-- Work order --
Search the records for "shower". Copy every line where it appears.

Dataset entries:
· · ·

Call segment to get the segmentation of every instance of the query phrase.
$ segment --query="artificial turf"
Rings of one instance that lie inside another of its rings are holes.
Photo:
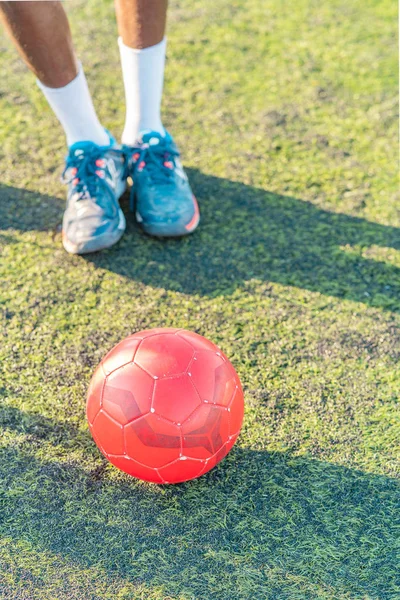
[[[65,4],[95,104],[123,124],[113,6]],[[202,223],[68,256],[64,139],[0,41],[0,598],[400,598],[400,237],[392,0],[173,0],[164,119]],[[124,209],[127,201],[124,200]],[[198,331],[243,432],[175,487],[106,464],[101,357]]]

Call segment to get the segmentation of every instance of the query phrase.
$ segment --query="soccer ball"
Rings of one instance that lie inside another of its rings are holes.
[[[243,392],[227,357],[184,329],[127,337],[90,383],[87,418],[116,467],[139,479],[179,483],[207,473],[230,451]]]

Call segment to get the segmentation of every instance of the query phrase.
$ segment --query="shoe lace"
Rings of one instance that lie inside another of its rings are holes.
[[[138,171],[146,168],[147,174],[155,184],[169,184],[173,182],[175,161],[179,152],[165,143],[151,145],[143,144],[130,149],[132,161],[132,178]]]
[[[112,152],[122,154],[122,151],[113,148]],[[65,169],[61,180],[65,184],[73,183],[77,200],[95,197],[99,189],[111,192],[106,176],[112,175],[104,160],[104,148],[93,147],[82,149],[80,153],[71,153],[67,156]]]

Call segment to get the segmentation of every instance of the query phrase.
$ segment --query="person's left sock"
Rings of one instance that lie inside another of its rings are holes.
[[[133,146],[143,131],[165,135],[160,107],[167,42],[164,38],[159,44],[140,50],[125,46],[121,38],[118,43],[126,98],[122,143]]]
[[[77,142],[94,142],[98,146],[110,144],[96,115],[82,66],[75,79],[64,87],[49,88],[41,81],[37,84],[63,127],[68,146]]]

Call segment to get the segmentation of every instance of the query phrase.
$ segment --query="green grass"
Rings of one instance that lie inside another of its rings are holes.
[[[112,3],[66,7],[119,134]],[[86,258],[61,246],[63,135],[1,38],[0,598],[400,598],[395,17],[173,0],[163,110],[202,225],[130,219]],[[175,487],[107,465],[85,422],[98,361],[154,326],[211,338],[245,389],[231,454]]]

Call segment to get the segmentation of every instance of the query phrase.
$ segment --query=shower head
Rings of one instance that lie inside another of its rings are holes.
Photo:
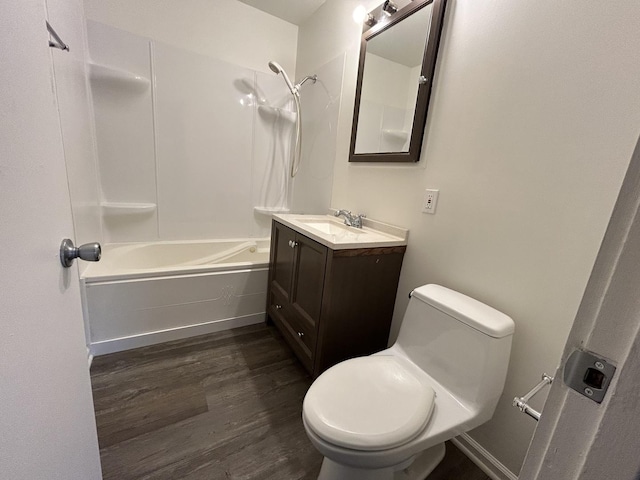
[[[280,66],[280,64],[278,62],[269,62],[269,68],[273,71],[273,73],[275,73],[276,75],[280,72],[283,72],[283,68]]]
[[[291,93],[293,95],[298,95],[298,89],[293,86],[293,83],[291,83],[291,80],[289,80],[289,76],[287,75],[287,72],[284,71],[284,68],[282,68],[278,62],[273,62],[273,61],[269,62],[269,68],[276,75],[281,73],[285,83],[287,84],[287,87],[289,87],[289,90],[291,90]]]

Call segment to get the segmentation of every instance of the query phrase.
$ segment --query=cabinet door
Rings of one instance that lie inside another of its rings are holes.
[[[320,319],[327,247],[303,235],[296,235],[296,267],[290,302],[294,311],[313,332]]]
[[[271,288],[276,288],[280,296],[284,297],[286,302],[290,302],[296,233],[277,222],[273,222],[272,229]]]

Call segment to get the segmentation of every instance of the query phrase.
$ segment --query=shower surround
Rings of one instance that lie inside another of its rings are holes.
[[[327,211],[344,55],[319,66],[317,84],[304,89],[308,140],[292,180],[297,119],[281,78],[102,23],[87,27],[106,244],[104,265],[83,275],[91,351],[262,321],[259,254],[195,270],[160,257],[167,245],[188,252],[228,239],[268,250],[269,211]],[[153,268],[136,265],[154,255]]]
[[[104,240],[266,236],[253,207],[276,201],[261,180],[288,160],[291,123],[257,107],[291,109],[281,80],[96,22],[88,37]]]

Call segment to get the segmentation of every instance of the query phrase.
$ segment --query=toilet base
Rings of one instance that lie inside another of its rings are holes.
[[[342,465],[325,457],[318,480],[423,480],[444,458],[444,443],[439,443],[415,457],[411,464],[387,468],[356,468]]]

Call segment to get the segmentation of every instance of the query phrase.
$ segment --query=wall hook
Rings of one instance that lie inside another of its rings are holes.
[[[68,52],[69,51],[69,45],[67,45],[66,43],[64,43],[62,41],[62,39],[58,36],[56,31],[53,29],[53,27],[51,25],[49,25],[49,22],[45,21],[45,23],[47,24],[47,30],[49,31],[49,34],[55,40],[55,42],[52,42],[51,40],[49,40],[49,46],[52,47],[52,48],[59,48],[60,50],[66,50]]]

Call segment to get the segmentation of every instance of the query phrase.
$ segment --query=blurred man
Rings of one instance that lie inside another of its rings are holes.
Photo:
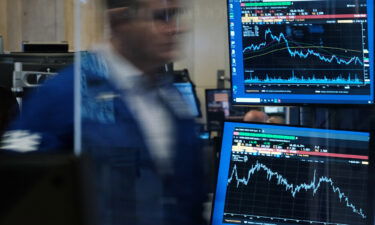
[[[153,73],[178,56],[179,0],[107,2],[111,45],[133,66],[145,74]]]
[[[178,55],[180,2],[107,0],[107,7],[111,37],[81,62],[81,140],[94,161],[99,224],[202,224],[193,119],[171,78],[156,73]],[[25,102],[3,149],[72,149],[73,68]]]

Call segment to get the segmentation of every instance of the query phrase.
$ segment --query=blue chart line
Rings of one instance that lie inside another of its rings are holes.
[[[353,78],[351,78],[351,74],[349,73],[348,78],[344,78],[342,75],[339,75],[337,78],[334,79],[328,79],[326,76],[324,78],[316,78],[315,75],[313,75],[311,78],[305,78],[301,77],[298,78],[293,75],[288,79],[282,79],[281,76],[279,77],[270,77],[268,74],[266,74],[265,79],[259,79],[259,77],[250,77],[249,79],[245,80],[246,84],[331,84],[331,85],[363,85],[364,82],[361,81],[358,78],[358,75],[354,75]]]
[[[328,62],[328,63],[332,63],[332,62],[336,61],[336,63],[339,64],[339,65],[341,65],[341,64],[349,65],[349,64],[353,63],[355,65],[359,64],[359,65],[363,66],[363,62],[357,56],[353,56],[349,60],[346,60],[346,59],[343,59],[343,58],[339,58],[336,55],[332,55],[331,57],[325,57],[325,56],[321,55],[320,53],[315,52],[312,49],[307,49],[306,53],[304,53],[302,50],[292,50],[290,45],[289,45],[288,39],[285,37],[285,35],[283,33],[280,33],[279,36],[276,36],[276,35],[273,35],[271,29],[268,28],[266,30],[266,32],[264,33],[264,39],[267,40],[268,35],[271,37],[271,39],[273,41],[277,41],[278,43],[284,41],[291,57],[299,56],[300,58],[306,59],[310,55],[313,55],[313,56],[318,57],[321,61]],[[267,45],[266,41],[263,42],[263,43],[260,43],[259,45],[252,44],[252,45],[246,47],[243,50],[243,52],[245,53],[246,51],[258,51],[262,47],[265,47],[266,45]]]
[[[312,190],[313,195],[315,195],[316,192],[319,190],[322,183],[328,183],[331,186],[332,191],[334,193],[338,194],[338,197],[339,197],[340,201],[344,200],[344,202],[346,203],[346,206],[351,208],[353,210],[353,213],[356,213],[356,214],[360,215],[363,219],[366,218],[366,215],[364,214],[363,210],[361,208],[357,209],[355,207],[355,205],[350,203],[349,198],[345,195],[344,192],[342,192],[340,190],[339,187],[335,186],[335,184],[334,184],[334,182],[331,178],[322,176],[319,179],[317,179],[316,178],[316,170],[314,170],[314,178],[310,183],[308,183],[308,184],[302,183],[302,184],[299,184],[299,185],[295,185],[295,184],[290,184],[288,182],[288,180],[285,179],[278,172],[273,172],[266,165],[264,165],[262,163],[259,163],[257,161],[256,164],[253,165],[251,167],[251,169],[249,170],[249,172],[247,174],[247,178],[246,177],[239,178],[238,174],[237,174],[237,166],[234,165],[233,170],[232,170],[232,174],[231,174],[230,178],[228,179],[228,184],[230,184],[232,182],[232,180],[235,179],[235,181],[237,182],[237,188],[239,187],[240,184],[248,185],[249,182],[251,181],[252,175],[254,175],[256,172],[259,172],[260,170],[264,170],[265,172],[267,172],[267,179],[269,181],[271,181],[271,179],[273,177],[275,177],[276,180],[277,180],[277,184],[285,186],[285,190],[290,191],[293,198],[295,198],[296,194],[298,192],[302,191],[302,190],[305,190],[305,191]]]

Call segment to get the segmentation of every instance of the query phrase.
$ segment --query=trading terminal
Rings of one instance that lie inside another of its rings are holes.
[[[373,0],[0,12],[0,225],[374,224]]]

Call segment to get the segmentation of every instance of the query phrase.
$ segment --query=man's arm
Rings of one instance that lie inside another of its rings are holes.
[[[47,81],[23,102],[21,115],[3,135],[1,149],[18,152],[71,150],[73,67]]]

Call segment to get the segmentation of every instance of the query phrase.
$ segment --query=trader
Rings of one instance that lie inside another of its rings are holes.
[[[157,73],[178,56],[181,3],[106,3],[110,38],[80,65],[80,140],[94,162],[100,224],[203,224],[195,125],[171,77]],[[71,66],[25,101],[1,148],[72,149],[73,80]]]

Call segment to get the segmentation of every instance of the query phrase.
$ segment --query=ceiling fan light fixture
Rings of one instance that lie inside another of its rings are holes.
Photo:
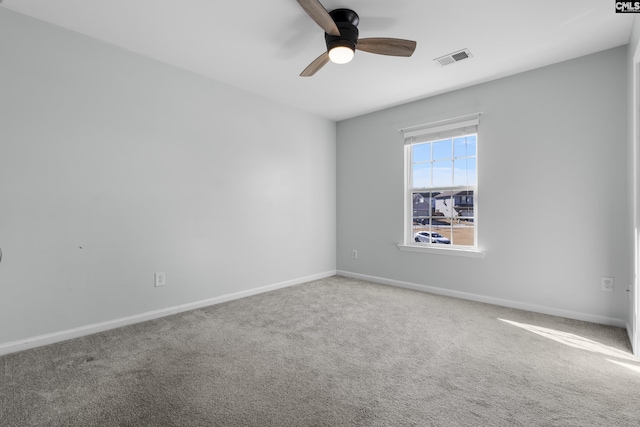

· · ·

-- Answer to this exercise --
$ segment --query=shower head
$ segment --query=shower surround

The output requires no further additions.